(Provided data begins)
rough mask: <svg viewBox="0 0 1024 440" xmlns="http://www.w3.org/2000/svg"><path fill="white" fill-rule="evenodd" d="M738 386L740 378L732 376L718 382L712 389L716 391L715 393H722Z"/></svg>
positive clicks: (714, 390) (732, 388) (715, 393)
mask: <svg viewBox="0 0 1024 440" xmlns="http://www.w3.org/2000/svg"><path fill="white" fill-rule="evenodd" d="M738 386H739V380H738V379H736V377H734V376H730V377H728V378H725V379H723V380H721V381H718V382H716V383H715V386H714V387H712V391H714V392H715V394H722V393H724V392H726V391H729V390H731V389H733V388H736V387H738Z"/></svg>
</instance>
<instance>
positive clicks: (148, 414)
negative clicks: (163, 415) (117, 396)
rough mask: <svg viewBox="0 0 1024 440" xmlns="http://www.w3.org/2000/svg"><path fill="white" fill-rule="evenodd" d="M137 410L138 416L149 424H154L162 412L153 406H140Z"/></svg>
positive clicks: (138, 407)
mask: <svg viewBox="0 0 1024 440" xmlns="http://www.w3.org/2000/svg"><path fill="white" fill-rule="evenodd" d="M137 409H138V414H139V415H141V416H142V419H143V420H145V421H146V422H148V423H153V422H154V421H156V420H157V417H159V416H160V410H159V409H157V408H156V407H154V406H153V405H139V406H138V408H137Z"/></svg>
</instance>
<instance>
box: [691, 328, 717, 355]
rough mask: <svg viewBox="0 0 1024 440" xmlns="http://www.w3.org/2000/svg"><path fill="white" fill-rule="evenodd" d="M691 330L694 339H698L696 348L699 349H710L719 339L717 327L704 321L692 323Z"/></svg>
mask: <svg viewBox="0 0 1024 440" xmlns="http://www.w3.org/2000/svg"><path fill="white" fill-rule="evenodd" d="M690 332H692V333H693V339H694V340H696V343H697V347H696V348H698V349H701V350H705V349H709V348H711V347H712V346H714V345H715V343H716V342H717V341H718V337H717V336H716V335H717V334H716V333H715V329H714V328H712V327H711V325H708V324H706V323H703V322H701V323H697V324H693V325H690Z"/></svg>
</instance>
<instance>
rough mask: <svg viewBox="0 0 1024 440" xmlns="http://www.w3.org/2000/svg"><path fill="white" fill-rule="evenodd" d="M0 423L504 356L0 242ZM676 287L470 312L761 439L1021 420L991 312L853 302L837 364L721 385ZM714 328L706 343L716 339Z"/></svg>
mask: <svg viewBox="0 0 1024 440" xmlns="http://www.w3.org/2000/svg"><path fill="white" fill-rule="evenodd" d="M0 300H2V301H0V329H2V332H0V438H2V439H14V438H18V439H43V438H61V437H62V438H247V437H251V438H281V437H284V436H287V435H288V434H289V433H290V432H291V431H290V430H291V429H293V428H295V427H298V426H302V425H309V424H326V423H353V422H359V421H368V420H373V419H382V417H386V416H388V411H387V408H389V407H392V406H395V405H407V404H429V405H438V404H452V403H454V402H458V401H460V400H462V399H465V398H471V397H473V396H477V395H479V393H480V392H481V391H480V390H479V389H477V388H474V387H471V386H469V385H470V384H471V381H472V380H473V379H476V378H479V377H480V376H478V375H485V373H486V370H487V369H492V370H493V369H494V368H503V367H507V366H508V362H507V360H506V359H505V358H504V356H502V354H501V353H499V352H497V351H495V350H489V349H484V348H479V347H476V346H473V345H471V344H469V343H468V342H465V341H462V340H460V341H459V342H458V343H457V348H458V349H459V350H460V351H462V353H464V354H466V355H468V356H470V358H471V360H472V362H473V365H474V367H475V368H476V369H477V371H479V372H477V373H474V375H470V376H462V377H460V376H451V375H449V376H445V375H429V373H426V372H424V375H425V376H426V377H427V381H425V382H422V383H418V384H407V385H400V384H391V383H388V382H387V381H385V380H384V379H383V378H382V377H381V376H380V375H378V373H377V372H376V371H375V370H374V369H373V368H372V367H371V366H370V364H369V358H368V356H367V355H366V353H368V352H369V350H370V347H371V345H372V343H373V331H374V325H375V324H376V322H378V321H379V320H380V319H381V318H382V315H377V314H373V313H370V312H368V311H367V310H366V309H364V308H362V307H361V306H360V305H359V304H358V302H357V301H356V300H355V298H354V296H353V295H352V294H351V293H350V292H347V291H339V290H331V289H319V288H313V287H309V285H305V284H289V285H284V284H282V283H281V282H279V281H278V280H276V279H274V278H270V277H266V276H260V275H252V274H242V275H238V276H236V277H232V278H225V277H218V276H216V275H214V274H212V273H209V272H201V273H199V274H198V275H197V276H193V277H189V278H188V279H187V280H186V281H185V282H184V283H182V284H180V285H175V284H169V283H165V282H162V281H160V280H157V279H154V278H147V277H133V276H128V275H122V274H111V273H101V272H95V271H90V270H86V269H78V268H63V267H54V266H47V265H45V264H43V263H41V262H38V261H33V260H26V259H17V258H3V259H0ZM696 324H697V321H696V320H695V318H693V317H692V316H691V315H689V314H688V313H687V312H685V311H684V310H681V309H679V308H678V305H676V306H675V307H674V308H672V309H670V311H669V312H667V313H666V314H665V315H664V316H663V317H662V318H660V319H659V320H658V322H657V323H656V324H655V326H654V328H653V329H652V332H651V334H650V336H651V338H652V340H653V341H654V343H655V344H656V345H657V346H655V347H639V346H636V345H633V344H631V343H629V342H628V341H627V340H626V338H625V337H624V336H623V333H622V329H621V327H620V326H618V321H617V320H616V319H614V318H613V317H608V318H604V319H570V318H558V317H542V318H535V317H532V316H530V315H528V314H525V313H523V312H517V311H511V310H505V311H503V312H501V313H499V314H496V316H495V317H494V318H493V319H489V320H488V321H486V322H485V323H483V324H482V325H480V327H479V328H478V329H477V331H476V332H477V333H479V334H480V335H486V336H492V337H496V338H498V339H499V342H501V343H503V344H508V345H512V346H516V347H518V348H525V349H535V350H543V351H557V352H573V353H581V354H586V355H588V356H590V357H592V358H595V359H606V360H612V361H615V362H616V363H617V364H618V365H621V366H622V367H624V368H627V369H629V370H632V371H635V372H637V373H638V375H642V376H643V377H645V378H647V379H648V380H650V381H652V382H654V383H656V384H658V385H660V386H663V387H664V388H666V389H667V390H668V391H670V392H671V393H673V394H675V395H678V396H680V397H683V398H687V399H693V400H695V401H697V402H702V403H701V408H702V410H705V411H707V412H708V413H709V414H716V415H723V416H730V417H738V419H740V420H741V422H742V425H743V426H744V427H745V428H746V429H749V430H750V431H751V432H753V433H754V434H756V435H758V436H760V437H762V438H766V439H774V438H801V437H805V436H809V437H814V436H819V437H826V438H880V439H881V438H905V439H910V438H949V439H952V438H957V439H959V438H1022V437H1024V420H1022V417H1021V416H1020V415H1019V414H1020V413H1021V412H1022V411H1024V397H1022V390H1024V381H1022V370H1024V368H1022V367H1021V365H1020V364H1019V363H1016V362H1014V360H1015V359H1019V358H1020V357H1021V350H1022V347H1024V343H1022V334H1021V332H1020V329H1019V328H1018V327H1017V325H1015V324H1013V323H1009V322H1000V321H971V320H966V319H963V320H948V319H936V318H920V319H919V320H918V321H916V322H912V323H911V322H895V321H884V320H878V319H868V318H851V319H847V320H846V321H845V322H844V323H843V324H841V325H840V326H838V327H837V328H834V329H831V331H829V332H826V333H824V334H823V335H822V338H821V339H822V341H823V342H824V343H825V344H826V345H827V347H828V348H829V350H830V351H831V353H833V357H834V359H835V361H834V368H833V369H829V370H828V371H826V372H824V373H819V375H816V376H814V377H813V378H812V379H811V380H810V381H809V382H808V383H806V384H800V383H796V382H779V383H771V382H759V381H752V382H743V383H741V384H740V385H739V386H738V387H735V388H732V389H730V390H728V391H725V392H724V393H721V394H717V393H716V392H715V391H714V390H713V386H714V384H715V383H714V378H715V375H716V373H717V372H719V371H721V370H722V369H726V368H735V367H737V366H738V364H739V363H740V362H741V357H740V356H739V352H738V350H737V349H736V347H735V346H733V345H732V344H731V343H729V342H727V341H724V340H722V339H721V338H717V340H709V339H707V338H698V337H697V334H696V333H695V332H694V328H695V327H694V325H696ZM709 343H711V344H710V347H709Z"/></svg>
(Provided data ends)
## Exercise requirements
Rewrite the rows from the beginning down to "positive clicks: (714, 390)", swapping "rough" for "coarse" and leaving everything else unchanged.

## Exercise response
coarse mask: <svg viewBox="0 0 1024 440" xmlns="http://www.w3.org/2000/svg"><path fill="white" fill-rule="evenodd" d="M738 386L740 378L732 376L718 382L712 389L716 391L715 393H722Z"/></svg>
positive clicks: (714, 390) (732, 388) (715, 393)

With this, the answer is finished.